=== Supplied records ===
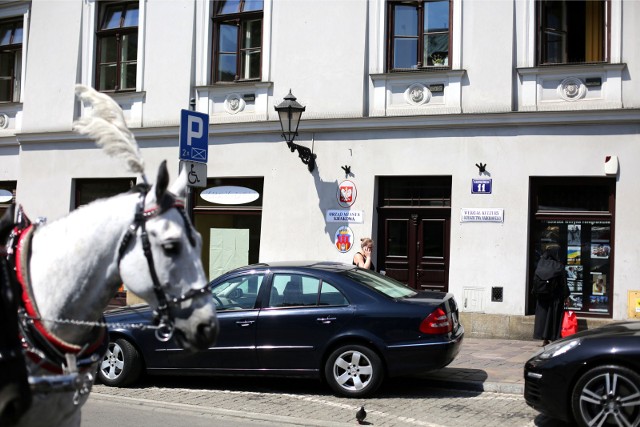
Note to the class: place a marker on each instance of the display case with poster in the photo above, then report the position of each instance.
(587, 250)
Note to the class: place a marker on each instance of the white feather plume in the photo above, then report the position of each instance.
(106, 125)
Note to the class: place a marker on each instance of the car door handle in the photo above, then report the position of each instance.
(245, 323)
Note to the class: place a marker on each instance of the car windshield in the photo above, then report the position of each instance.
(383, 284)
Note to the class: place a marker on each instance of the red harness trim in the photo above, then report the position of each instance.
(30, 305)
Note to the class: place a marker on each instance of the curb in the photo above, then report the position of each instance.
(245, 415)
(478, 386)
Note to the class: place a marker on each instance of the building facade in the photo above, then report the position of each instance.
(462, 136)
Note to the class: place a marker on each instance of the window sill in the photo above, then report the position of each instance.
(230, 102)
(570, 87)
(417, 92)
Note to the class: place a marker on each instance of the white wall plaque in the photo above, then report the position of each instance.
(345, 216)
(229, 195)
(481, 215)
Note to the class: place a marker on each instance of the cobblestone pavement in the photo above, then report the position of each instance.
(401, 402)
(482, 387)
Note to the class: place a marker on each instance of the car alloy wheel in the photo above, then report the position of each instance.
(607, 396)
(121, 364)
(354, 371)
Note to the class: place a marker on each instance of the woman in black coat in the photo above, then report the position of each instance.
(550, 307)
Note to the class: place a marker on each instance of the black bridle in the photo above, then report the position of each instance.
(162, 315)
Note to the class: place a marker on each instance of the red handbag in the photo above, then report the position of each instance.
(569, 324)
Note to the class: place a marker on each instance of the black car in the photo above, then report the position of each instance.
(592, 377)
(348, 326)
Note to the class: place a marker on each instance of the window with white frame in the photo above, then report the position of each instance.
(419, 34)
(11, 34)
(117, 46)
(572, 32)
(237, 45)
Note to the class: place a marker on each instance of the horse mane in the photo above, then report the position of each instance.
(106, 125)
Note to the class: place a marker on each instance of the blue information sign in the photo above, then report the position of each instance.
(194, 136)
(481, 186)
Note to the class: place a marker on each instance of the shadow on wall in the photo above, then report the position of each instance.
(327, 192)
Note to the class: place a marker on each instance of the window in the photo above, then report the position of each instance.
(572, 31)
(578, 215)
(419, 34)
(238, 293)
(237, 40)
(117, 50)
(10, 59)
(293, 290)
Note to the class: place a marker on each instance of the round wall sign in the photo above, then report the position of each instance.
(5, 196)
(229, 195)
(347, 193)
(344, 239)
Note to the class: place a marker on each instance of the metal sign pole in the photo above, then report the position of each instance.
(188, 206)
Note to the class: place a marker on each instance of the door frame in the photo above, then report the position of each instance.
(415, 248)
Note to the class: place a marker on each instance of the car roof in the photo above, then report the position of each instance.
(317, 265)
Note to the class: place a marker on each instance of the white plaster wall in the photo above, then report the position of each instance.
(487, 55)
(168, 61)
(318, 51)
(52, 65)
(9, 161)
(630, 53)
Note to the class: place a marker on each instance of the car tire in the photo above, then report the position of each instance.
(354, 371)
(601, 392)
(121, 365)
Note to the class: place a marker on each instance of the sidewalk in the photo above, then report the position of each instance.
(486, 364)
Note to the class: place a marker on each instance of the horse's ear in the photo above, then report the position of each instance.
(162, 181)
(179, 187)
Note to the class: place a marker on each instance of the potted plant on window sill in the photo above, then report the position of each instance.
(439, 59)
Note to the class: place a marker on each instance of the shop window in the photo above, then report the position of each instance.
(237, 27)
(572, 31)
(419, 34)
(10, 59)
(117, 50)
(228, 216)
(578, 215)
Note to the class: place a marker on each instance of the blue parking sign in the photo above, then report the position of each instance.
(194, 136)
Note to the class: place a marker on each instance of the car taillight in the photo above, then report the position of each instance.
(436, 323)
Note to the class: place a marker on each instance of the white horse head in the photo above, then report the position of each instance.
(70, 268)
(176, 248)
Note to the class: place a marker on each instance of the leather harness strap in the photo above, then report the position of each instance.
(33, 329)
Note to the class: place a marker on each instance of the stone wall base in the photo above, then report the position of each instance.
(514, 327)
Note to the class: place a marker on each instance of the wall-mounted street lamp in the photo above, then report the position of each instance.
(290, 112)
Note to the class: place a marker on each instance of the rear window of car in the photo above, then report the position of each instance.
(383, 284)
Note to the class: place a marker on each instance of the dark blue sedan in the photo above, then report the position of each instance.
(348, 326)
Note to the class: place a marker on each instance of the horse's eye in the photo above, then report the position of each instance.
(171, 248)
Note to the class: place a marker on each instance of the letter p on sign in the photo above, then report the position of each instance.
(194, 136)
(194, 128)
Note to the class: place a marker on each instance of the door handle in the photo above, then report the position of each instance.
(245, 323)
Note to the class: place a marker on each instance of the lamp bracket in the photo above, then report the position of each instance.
===
=== Supplied records ===
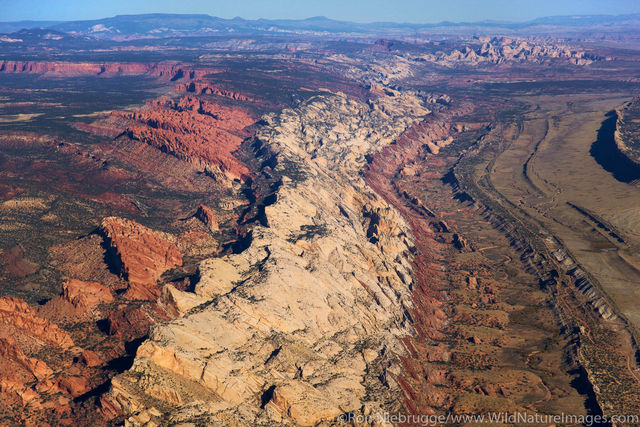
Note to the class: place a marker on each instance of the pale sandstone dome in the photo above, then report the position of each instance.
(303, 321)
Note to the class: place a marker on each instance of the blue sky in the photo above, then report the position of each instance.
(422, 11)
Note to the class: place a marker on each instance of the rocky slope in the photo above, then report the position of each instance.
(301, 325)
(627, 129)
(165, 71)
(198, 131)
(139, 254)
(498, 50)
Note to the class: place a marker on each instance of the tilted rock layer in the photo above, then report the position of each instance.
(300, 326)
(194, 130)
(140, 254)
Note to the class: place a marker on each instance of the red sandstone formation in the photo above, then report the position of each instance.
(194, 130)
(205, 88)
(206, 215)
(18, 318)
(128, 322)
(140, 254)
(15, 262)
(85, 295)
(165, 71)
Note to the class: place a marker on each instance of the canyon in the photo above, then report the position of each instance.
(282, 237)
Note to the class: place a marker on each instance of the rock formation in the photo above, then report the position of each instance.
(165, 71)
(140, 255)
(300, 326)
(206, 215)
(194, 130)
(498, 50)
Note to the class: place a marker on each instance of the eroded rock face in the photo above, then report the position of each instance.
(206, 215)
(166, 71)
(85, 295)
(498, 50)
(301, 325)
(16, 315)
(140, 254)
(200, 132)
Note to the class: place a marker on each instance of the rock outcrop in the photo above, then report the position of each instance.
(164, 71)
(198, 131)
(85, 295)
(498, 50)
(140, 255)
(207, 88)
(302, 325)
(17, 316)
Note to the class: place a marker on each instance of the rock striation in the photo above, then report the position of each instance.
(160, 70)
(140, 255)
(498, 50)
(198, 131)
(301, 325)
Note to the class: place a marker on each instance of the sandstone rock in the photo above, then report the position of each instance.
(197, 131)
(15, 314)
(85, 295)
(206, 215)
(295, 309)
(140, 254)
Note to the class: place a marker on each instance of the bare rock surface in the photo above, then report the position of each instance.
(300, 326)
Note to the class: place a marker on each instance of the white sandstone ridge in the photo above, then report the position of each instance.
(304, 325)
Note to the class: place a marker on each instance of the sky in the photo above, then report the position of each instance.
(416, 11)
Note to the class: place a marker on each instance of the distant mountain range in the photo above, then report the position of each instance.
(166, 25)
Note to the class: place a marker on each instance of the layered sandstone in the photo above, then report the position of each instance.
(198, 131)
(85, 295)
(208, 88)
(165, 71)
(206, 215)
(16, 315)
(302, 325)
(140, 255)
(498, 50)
===
What needs to be done>
From the items above, copy out every line that contains the string "harness". Only lines whose letter case matches count.

The output>
Note to the class: place a marker on each instance of the red harness trim in the photo above, then report the position of each instance.
Note to the class: place a marker on each instance of the leather harness strap in the photo above, then report the position of each instance.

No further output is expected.